## DIRECTION A
Pick out each line of the entries below that contains the string "saddle", and copy those lines.

Participants

Matthew Arndt, Associate Professor of Music Theory at the University of Iowa, holds a Ph.D. from the University of Wisconsin–Madison. He studies musical poetics, three-voiced chant from the Republic of Georgia, and other instances of spirituality in music. He is the author of The Musical Thought and Spiritual Lives of Heinrich Schenker and Arnold Schoenberg (Routledge, 2018). His articles appear in the Journal of Music Theory, the Journal of Schenkerian Studies, Music Theory and Analysis, Music Theory Spectrum, the Proceedings of the International Symposium on Traditional Polyphony, Theoria, Theory and Practice, and Zeitschrift der Gesellschaft für Musiktheorie.

François J. Bonnet is a Franco-Swiss composer, writer and theorist based in Paris. He is the Director of French Musical Research Institution INA GRM and has published several books: The Music To Come (Shelter Press), The Order of Sounds, The Infra-World and After Death (Urbanomic). He also produces radio shows for National Radio France Musique and is coeditor of the SPECTRES publication (Shelter Press). His music, often released under the Kassel Jaeger project name, has been presented worldwide.

## LISTING
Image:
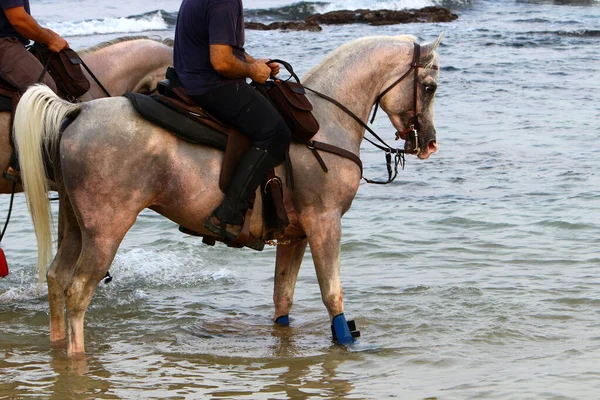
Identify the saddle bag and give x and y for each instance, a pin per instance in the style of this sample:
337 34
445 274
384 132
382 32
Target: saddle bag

## DIRECTION B
Decide whether each statement agrees with the participants page. Answer yes or no, and quote the words from the page that settle it.
(i) Matthew Arndt earned his Ph.D. at the University of Iowa.
(ii) François J. Bonnet is based in Paris.
(iii) Bonnet's music is often released under the Kassel Jaeger project name.

## EXERCISE SOLUTION A
Identify the saddle bag and give x and y for each instance, a pin per instance in the style of this sample:
Target: saddle bag

## EXERCISE SOLUTION B
(i) No: "holds a Ph.D. from the University of Wisconsin–Madison."
(ii) Yes: "a Franco-Swiss composer, writer and theorist based in Paris."
(iii) Yes: "His music, often released under the Kassel Jaeger project name, has been presented worldwide."